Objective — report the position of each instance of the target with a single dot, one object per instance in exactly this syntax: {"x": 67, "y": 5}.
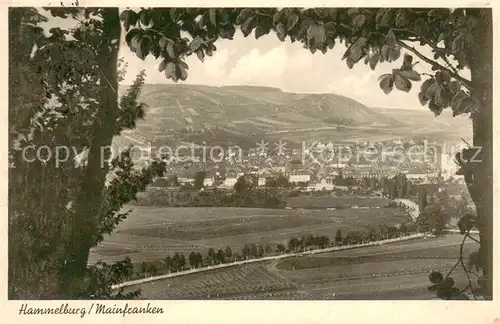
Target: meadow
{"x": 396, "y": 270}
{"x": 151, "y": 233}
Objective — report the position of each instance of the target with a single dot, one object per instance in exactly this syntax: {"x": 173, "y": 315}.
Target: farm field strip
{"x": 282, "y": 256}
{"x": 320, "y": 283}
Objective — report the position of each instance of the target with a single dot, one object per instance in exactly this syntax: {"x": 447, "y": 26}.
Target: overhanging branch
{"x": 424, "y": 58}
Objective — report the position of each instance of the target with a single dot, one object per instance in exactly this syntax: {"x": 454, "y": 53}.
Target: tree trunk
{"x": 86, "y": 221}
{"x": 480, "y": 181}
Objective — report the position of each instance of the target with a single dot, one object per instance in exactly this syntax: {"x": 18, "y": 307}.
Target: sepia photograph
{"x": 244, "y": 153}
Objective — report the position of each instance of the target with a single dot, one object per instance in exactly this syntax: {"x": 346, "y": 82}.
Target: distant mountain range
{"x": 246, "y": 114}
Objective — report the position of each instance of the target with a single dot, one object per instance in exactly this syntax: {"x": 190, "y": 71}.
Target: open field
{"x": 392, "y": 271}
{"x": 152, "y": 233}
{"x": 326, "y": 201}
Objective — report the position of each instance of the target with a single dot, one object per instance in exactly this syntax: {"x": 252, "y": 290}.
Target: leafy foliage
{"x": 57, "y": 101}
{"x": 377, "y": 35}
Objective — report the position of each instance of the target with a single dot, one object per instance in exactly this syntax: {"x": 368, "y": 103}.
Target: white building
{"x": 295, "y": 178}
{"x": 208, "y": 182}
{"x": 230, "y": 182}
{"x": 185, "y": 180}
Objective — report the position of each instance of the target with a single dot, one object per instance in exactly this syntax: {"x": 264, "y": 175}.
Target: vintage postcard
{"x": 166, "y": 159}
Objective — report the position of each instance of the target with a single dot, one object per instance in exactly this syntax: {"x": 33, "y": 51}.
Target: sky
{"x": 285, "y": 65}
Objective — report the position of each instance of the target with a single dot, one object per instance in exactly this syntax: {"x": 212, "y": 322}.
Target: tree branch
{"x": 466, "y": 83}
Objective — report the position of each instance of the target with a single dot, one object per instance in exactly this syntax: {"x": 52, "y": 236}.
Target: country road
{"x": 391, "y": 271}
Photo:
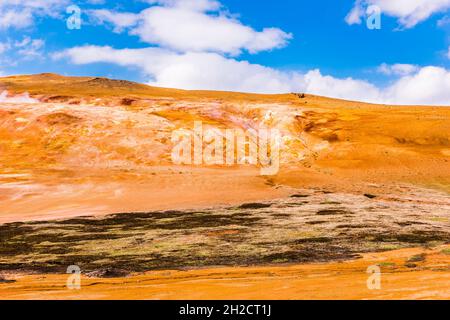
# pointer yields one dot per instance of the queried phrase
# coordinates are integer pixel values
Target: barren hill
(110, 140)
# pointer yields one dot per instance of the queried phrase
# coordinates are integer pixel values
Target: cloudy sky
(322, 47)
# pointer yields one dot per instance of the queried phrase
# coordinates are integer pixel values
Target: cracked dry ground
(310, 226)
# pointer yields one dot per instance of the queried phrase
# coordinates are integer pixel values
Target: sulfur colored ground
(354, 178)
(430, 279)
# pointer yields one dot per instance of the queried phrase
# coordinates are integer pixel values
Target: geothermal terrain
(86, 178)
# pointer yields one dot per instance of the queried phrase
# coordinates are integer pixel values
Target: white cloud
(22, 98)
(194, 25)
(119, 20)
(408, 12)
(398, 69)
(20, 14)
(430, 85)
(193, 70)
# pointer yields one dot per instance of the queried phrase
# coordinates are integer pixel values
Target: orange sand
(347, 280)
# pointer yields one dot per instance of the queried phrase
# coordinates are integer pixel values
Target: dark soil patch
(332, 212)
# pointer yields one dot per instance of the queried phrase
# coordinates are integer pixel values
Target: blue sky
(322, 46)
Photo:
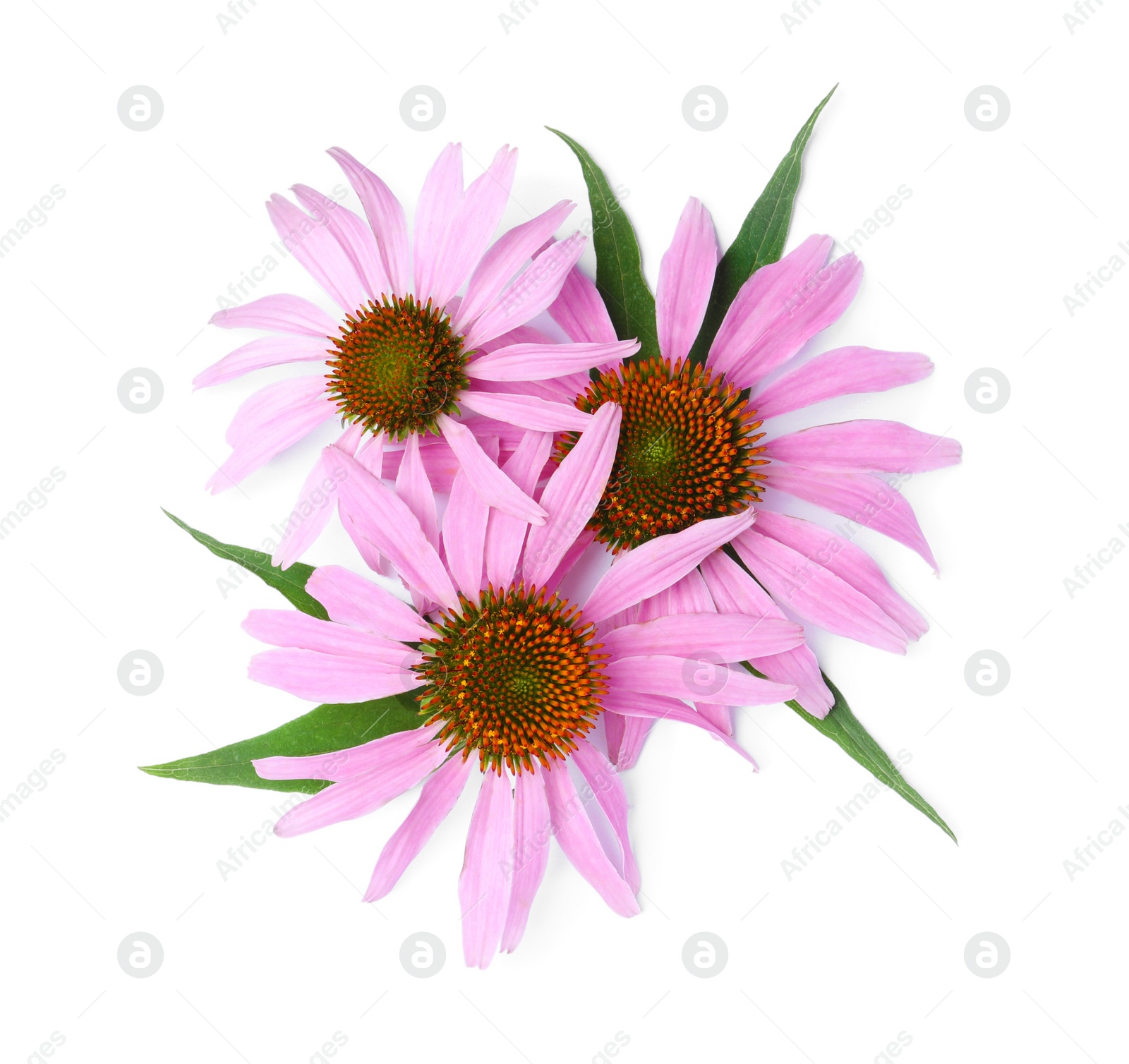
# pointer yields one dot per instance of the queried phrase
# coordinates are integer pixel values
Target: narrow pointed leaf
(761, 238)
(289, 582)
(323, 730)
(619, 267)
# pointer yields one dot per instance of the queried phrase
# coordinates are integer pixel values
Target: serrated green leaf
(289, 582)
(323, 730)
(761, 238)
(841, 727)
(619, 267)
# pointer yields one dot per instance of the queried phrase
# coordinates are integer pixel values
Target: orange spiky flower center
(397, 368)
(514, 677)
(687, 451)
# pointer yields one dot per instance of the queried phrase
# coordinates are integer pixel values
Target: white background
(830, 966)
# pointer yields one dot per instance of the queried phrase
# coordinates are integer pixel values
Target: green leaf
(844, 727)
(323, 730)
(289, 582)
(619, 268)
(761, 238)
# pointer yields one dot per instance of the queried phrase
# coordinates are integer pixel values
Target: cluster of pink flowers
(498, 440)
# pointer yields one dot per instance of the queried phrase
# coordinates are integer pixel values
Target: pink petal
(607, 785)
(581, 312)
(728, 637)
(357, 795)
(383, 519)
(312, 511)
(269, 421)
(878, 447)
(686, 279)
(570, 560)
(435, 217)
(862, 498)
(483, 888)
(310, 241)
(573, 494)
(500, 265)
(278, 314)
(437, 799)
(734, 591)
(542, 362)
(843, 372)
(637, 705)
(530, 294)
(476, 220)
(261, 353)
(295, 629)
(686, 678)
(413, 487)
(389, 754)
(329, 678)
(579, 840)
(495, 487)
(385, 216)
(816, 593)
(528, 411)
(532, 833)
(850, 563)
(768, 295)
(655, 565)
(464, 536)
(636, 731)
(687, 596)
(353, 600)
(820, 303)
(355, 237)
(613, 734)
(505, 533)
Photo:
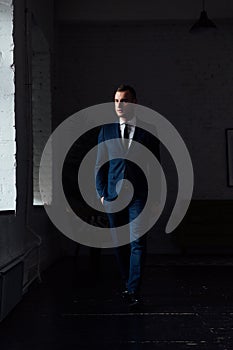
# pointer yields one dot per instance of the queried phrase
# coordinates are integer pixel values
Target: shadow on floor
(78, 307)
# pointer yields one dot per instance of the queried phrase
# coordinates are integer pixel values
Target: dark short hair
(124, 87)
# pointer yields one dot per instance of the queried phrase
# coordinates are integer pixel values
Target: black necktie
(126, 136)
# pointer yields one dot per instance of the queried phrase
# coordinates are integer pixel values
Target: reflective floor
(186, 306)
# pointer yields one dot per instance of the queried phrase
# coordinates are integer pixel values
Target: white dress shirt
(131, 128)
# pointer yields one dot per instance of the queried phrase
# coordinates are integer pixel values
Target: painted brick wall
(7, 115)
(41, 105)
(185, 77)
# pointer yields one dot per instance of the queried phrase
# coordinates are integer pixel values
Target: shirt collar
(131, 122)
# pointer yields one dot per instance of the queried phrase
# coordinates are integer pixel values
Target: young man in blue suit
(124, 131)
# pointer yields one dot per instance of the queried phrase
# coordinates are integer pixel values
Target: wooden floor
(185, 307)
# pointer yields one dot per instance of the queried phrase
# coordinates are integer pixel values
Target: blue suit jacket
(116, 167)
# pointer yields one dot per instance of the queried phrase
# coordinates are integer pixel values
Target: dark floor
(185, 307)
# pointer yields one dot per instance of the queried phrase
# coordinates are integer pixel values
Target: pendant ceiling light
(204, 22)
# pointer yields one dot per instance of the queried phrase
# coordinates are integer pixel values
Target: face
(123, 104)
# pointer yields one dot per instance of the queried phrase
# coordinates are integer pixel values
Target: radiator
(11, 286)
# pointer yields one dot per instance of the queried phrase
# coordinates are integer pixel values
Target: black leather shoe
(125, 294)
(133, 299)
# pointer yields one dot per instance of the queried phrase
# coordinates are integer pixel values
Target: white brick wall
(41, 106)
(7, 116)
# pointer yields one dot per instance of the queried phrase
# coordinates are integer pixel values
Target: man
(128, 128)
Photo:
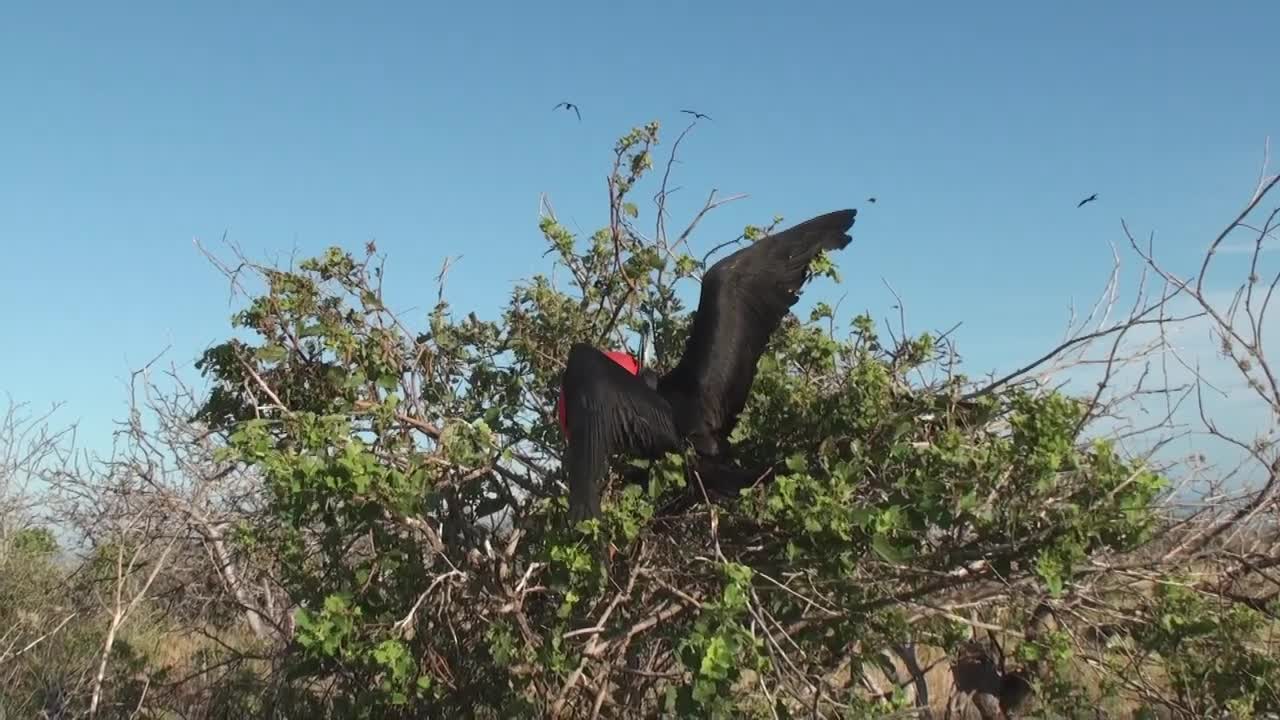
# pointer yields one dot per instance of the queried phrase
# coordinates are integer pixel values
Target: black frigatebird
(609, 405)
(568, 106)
_ _ _ _ _ _ _
#### Aim of the task
Transcribe the listing above verbatim. Omit the pictures.

#### Solved problem
Objective — report the position of each instance of the target with a single dot, one object per instance in exactly this syntax: {"x": 67, "y": 5}.
Target: meadow
{"x": 396, "y": 270}
{"x": 151, "y": 233}
Objective — report the position of each instance of the target with a single dot, one object per instance in exactly this syntax: {"x": 173, "y": 315}.
Target: farm field strip
{"x": 282, "y": 256}
{"x": 320, "y": 283}
Objective — report the position of each instance of the target with a single dot, one object per instance in exactly this syntax: {"x": 447, "y": 26}.
Target: overhanging branch
{"x": 424, "y": 58}
Objective — report the position of each instance of the target with a single dot, one object per instance in exactly this syntax: {"x": 454, "y": 53}.
Target: tree trunk
{"x": 86, "y": 221}
{"x": 480, "y": 181}
Objective — report the position of each instance of the target with a single dot, one object per instance in exactly this syntax: {"x": 18, "y": 307}.
Target: sepia photograph
{"x": 244, "y": 153}
Objective — report the position of each instance of the target with a single dot, one object per instance in exactly this syntax: {"x": 346, "y": 82}.
Target: distant mountain range
{"x": 246, "y": 114}
Objective — report the position of each instance of the target with a single dot, one object per instance in exactly this syntax: {"x": 190, "y": 71}.
Target: open field
{"x": 392, "y": 271}
{"x": 152, "y": 233}
{"x": 326, "y": 201}
Objective — report the position of each instance of the target with a single dot, one object per instance in exactly this syntax: {"x": 252, "y": 290}.
Target: leafy foliage
{"x": 57, "y": 101}
{"x": 377, "y": 35}
Objective — report the position of each instance of the target with a single dot, one object per instance in exactly this syntax: {"x": 368, "y": 103}.
Target: white building
{"x": 295, "y": 178}
{"x": 208, "y": 182}
{"x": 230, "y": 182}
{"x": 185, "y": 180}
Objective — report the position of each instance of the target with a single dot, one object per instance in exactly this syntax: {"x": 264, "y": 175}.
Target: vintage postcard
{"x": 166, "y": 159}
Objective — report the position of each instance of the target with a single dot, one object per instance in exactly this syntax: {"x": 33, "y": 51}.
Target: sky
{"x": 285, "y": 65}
Objective — report the position of each instance of the target with a single dot, one object per instance in exactly this syntax: {"x": 212, "y": 322}.
Target: tree branch
{"x": 466, "y": 83}
Objective — report the position of each instance of the target with a single dot, one object per instance in exactly this syntax: {"x": 52, "y": 236}.
Target: country road
{"x": 391, "y": 271}
Photo:
# pointer yields one dot per instance of the queried phrase
# coordinates are integer pixel values
Target: barren hill
(110, 140)
# pointer yields one dot per instance of the queried phrase
# coordinates are integer pixel values
Target: cloudy sky
(322, 47)
# pointer yields one dot per instance of the queried phrase
# coordinates are integer pixel values
Target: cracked dry ground
(310, 226)
# pointer yields one dot per instance of the queried phrase
# coordinates are integer pixel values
Target: sulfur colored ground
(354, 178)
(430, 279)
# pointer yields one dot per instance of the queried phrase
# coordinates are integer pixel values
Target: geothermal terrain
(86, 178)
# pointer yields one dot per instance of the queried phrase
# coordinates are integer pixel values
Target: white cloud
(22, 98)
(194, 25)
(119, 20)
(408, 12)
(398, 69)
(20, 14)
(430, 85)
(193, 70)
# pointer yields one dot per instance of the queried phrase
# coordinates are integer pixel values
Target: orange sand
(347, 280)
# pointer yields one dot per instance of the queried phrase
# coordinates are integer pixel values
Target: dark soil patch
(332, 212)
# pointer yields one dot per instance of the queried phrase
# coordinates are integer pixel values
Target: blue sky
(322, 46)
Photo:
# pointer yields one dot per instance of the queried phrase
# coordinates are integer pixel values
Target: narrow pointed leaf
(761, 238)
(289, 582)
(323, 730)
(619, 267)
# pointer yields one dot per instance of the queried phrase
# coordinates are integer pixel values
Target: serrated green leaf
(289, 582)
(323, 730)
(761, 238)
(841, 727)
(619, 267)
# pointer yields one dot per instance of the queried phrase
# coordinates are integer pixel values
Target: orange spiky flower center
(397, 368)
(514, 677)
(687, 451)
# pointer yields one dot per instance of the queried phrase
# coordinates are integer pixel values
Target: white background
(830, 966)
# pointer yields one dot per instance of the queried phrase
# coordinates are integer pixel values
Target: green leaf
(844, 727)
(323, 730)
(289, 582)
(619, 268)
(761, 238)
# pointer yields one dot per instance of the queried phrase
# coordinates are integer pixel values
Target: cluster of pink flowers
(498, 440)
# pointer yields one dot per instance of the queried phrase
# coordinates are integer pixel values
Target: pink petal
(607, 785)
(581, 312)
(728, 637)
(357, 795)
(383, 519)
(312, 511)
(269, 421)
(878, 447)
(686, 279)
(570, 560)
(435, 217)
(862, 498)
(483, 888)
(310, 241)
(573, 494)
(500, 265)
(278, 314)
(437, 799)
(734, 591)
(542, 362)
(843, 372)
(637, 705)
(530, 294)
(476, 220)
(261, 353)
(295, 629)
(686, 678)
(413, 487)
(389, 754)
(329, 678)
(579, 840)
(495, 487)
(385, 216)
(816, 593)
(528, 411)
(532, 833)
(850, 563)
(768, 295)
(655, 565)
(464, 536)
(636, 731)
(687, 596)
(353, 600)
(820, 303)
(355, 237)
(613, 734)
(505, 533)
Photo:
# pointer yields one dot per instance of the queried phrase
# coordinates are integer pixel values
Target: shadow on floor
(78, 307)
# pointer yields one dot per instance of the queried phrase
# coordinates are integer pixel values
Target: dark short hair
(124, 87)
# pointer yields one dot per instance of the queried phrase
# coordinates are integer pixel values
Target: black necktie
(126, 136)
# pointer yields one dot per instance of the queried phrase
# coordinates are integer pixel values
Target: reflective floor
(186, 306)
# pointer yields one dot per instance of the queried phrase
# coordinates are integer pixel values
Target: white dress shirt
(131, 128)
# pointer yields one dot per instance of the queried phrase
# coordinates are integer pixel values
Target: painted brick wall
(7, 115)
(41, 105)
(185, 77)
# pointer yields one dot per instance of the queried phrase
# coordinates are integer pixel values
Target: shirt collar
(131, 122)
# pointer yields one dot per instance of the queried phrase
# coordinates are integer pixel values
Target: young man in blue suit
(124, 131)
# pointer yields one dot per instance of the queried phrase
# coordinates are integer pixel values
Target: wooden floor
(185, 307)
# pointer yields one dot per instance of the queried phrase
# coordinates are integer pixel values
Target: blue suit jacket
(116, 167)
# pointer yields one dot per instance of the queried phrase
# coordinates are integer pixel values
Target: dark floor
(185, 307)
# pointer yields one dot per instance of the queried phrase
# coordinates are integer pixel values
Target: pendant ceiling light
(204, 22)
# pointer yields one dot per instance of the queried phrase
# coordinates are integer pixel values
Target: face
(123, 104)
# pointer yields one dot per instance of the queried phrase
# coordinates are integer pixel values
Target: radiator
(11, 286)
# pointer yields one dot per instance of the queried phrase
# coordinates are integer pixel values
Target: black leather shoe
(125, 294)
(133, 299)
# pointer yields one dot per instance of the queried phrase
# coordinates are integer pixel values
Target: white brick wall
(41, 106)
(7, 116)
# pointer yields one dot per instance of the queried phrase
# coordinates are integer pixel values
Target: man
(128, 128)
Photo:
# pointer yields one dot per instance of the queried phrase
# coordinates are integer pixel values
Target: black frigatebird
(609, 405)
(568, 106)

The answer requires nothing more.